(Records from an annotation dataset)
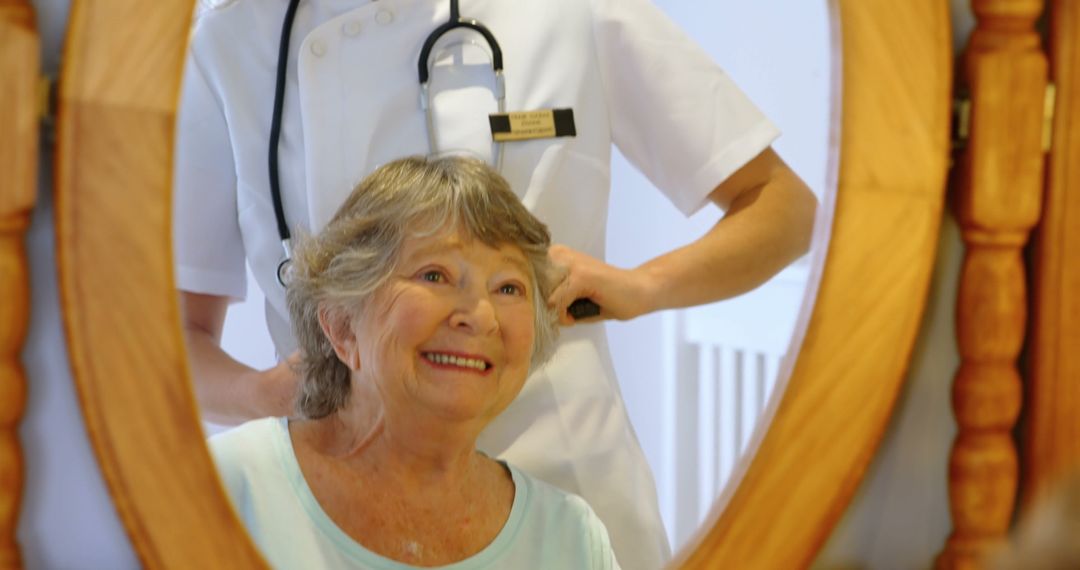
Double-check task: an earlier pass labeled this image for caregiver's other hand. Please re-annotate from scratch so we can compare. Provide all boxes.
[548,244,656,325]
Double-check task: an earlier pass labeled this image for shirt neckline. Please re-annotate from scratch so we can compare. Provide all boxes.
[272,418,529,570]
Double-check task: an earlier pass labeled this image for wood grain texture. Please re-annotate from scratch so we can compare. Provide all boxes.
[0,0,41,569]
[936,0,1047,568]
[1021,0,1080,505]
[678,0,951,569]
[56,0,261,569]
[58,0,951,569]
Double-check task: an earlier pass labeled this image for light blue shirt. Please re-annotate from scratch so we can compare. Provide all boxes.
[210,418,619,570]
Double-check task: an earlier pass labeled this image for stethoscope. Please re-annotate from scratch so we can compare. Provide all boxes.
[269,0,599,318]
[269,0,507,287]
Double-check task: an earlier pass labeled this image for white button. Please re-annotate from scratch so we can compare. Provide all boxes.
[341,19,360,38]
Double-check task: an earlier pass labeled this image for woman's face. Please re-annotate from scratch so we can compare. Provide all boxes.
[355,228,538,424]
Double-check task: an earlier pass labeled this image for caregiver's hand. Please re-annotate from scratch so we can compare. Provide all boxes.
[180,291,299,425]
[548,244,657,325]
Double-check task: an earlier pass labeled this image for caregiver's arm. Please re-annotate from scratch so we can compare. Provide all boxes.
[180,291,298,424]
[549,148,818,324]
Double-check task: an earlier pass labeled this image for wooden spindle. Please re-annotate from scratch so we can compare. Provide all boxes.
[0,0,40,569]
[1022,0,1080,505]
[937,0,1047,568]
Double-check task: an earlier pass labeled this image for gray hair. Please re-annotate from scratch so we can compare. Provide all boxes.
[286,157,558,419]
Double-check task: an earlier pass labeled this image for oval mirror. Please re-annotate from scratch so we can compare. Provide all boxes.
[44,0,950,568]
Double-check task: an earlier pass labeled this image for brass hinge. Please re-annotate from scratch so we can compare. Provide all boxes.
[953,87,971,152]
[953,83,1057,152]
[1042,83,1057,152]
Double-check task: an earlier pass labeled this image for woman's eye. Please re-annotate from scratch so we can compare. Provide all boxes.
[420,270,446,283]
[499,283,525,296]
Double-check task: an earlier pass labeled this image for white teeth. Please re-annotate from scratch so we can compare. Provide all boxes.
[423,352,487,370]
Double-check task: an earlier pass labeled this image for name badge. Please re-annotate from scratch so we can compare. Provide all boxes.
[487,109,578,143]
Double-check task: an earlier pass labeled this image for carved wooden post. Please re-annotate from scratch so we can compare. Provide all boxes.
[0,0,40,568]
[1023,0,1080,504]
[937,0,1047,568]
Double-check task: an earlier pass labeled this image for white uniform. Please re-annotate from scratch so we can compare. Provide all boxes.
[176,0,778,569]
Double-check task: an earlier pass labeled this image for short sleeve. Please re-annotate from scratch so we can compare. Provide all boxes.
[590,0,780,215]
[173,38,247,299]
[581,499,620,570]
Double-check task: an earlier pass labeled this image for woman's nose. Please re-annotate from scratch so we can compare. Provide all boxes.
[450,295,499,335]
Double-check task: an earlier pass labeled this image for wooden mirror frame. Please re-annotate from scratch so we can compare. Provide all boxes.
[44,0,953,569]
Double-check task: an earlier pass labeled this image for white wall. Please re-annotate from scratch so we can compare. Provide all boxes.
[18,0,962,569]
[607,0,832,548]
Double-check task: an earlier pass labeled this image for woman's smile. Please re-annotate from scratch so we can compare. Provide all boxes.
[420,352,492,375]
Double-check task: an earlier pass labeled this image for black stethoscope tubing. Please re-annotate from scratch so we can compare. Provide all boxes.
[267,0,502,287]
[267,0,600,318]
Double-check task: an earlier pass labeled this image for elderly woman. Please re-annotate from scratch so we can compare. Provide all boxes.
[211,158,618,569]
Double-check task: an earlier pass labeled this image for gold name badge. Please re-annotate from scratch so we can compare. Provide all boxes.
[488,109,578,143]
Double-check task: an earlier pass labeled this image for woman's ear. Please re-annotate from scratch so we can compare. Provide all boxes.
[319,304,360,371]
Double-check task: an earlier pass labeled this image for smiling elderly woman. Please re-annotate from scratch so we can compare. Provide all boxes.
[211,158,618,569]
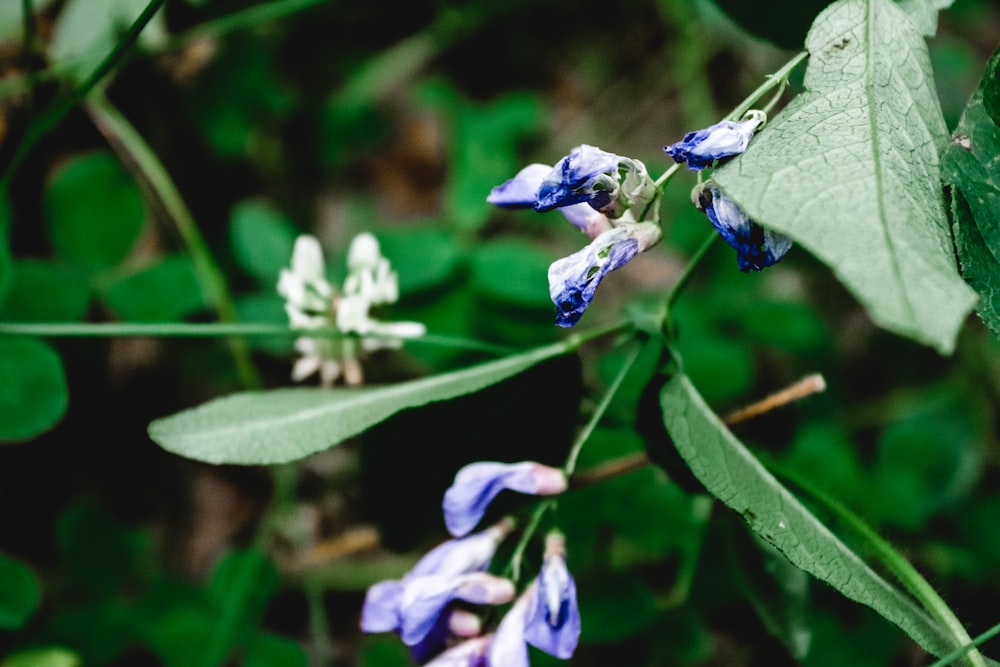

* **Set problem**
Reproduce every one of the records above verbatim, line by line, omitting the pictures from your answer.

* **The result**
Double-check task: an earlier pass labeled this image for caregiver's other hand. Please re-annotate from scratch so we can compare. Provide all boxes.
[548,244,656,325]
Double-check task: an earlier pass labeled this image for shirt neckline. Please re-annotate from scratch so we can compare. Provide all boxes.
[272,418,529,570]
Double-check task: an earlier pass labeled this image for wood grain texture. Please re-annotate from scratch so we can compare. Provide all boxes.
[0,0,41,569]
[936,0,1047,568]
[1021,0,1080,505]
[678,0,951,569]
[56,0,261,569]
[58,0,951,569]
Double-check task: an earlier pass labeled this image for light blue shirt. Please re-annotate from scratch so we can compare. Provide all boxes.
[210,418,619,570]
Double-check task: an earlier pass labeled this image for stethoscope. Please re-annotate from scratch so we can compare. Provide all boxes.
[269,0,599,318]
[269,0,507,287]
Double-check task: an earlier pass labeled this image for white button. Please re-annotate from scratch so we can compare. Provide all boxes.
[341,19,360,38]
Double-check task: an earlier pass labeled this image for woman's face. Please re-annotate from scratch so we can compare. Provide all boxes.
[355,228,538,424]
Double-check task: an earlier pass labeled this image for caregiver's hand. Please re-annotate from scratch so we can compare. Provide all boxes.
[180,291,299,425]
[548,244,657,325]
Double-check task: an earlier pass labeled this image for caregiver's arm. Please re-annotate from scratch so we can compare. Provide all boxes.
[180,291,298,424]
[549,148,818,324]
Double-check task: an earlier pass labeled this image for wooden spindle. Please re-annotate from scratch so we can compare. Provide all boxes.
[0,0,40,569]
[1022,0,1080,505]
[937,0,1047,568]
Double-check task: an earlier pass labeled this image for gray hair. Please re-annotate from scratch so we can compare. Provide all boxes.
[286,157,558,419]
Double-check task: an earlier pass labeled this image for oval mirror. Please re-annotate from scratch so we can compare. Provide all boxes.
[44,0,950,568]
Double-check task: an earlier pass labeled this image for brass hinge. Please re-annotate from scratch so we can compare. Provide all boxes.
[953,87,971,152]
[953,83,1057,152]
[1042,83,1057,152]
Double-check task: an earlier pass labeled this image for woman's eye. Please re-annotate from scratch so we can compare. Provide all boxes.
[420,270,446,283]
[499,283,525,296]
Double-check task: an earlier pass labeled this image for white teeth. Please re-annotate from scratch so we can compare. Provide all boxes.
[423,352,487,370]
Double-check task: an earlier pass labeled this image for name badge. Please re-annotate from scratch so we can compare. Provide all boxes.
[487,109,578,143]
Double-check task: an earlier pass labeled this image for carved wooden post. Please re-annotate from scratch so we can compare. Provide all boxes.
[0,0,40,568]
[1023,0,1080,504]
[937,0,1047,568]
Double-check task: an earlier pass labeled this image for white uniform. Please re-annotate from scratch so we can compare. Provide all boxes.
[176,0,778,569]
Double-check task: an earlier pass labeled this image for short sleeve. Please re-annotate from scratch so we can compare. Provide all boxes.
[590,0,780,215]
[173,38,247,299]
[581,499,620,570]
Double-check task: an earlier pass labeled this image for woman's nose. Please re-annotate from scratch so we can compare. Provide all boxes.
[450,295,499,335]
Double-check task: an earlier pass labeled this image for wooden mirror frame. Please re-annotate from scratch so we can compare. Provide all boxes.
[44,0,953,569]
Double-check task: an earlier pass labeled this image for white wall. Please re-annotate from scratch so we can compare. Provide all boxes.
[18,0,962,569]
[607,0,832,548]
Double-check task: an earlier pass labeled this image for woman's smile. Please re-annotate from scratch so we can compare. Provide all boxes.
[420,352,492,375]
Double-check task: an earlier pass labeled this image for black stethoscope tubing. Please re-annotate from scratch so we can compare. Provide all boxes.
[267,0,502,287]
[267,0,600,318]
Double-check task: an earlier pass labeled this image for elderly woman. Please re-annotate from scratch so we can compare. Provide all boxes.
[211,158,618,569]
Double-check task: an earlier pass labeled this image for gold name badge. Please re-annotate from scratch so we can compare. Provide all boxes.
[488,109,578,143]
Double-check task: an earlier pass labeled this image for woman's ear. Please re-annotate from scratch so we can compare. Provide all boxes.
[319,304,360,371]
Double-check task: an earlier pass labeled this image for smiling elderly woman. Please re-annotate from scratch so we can compare. Provide all boxes.
[211,158,618,569]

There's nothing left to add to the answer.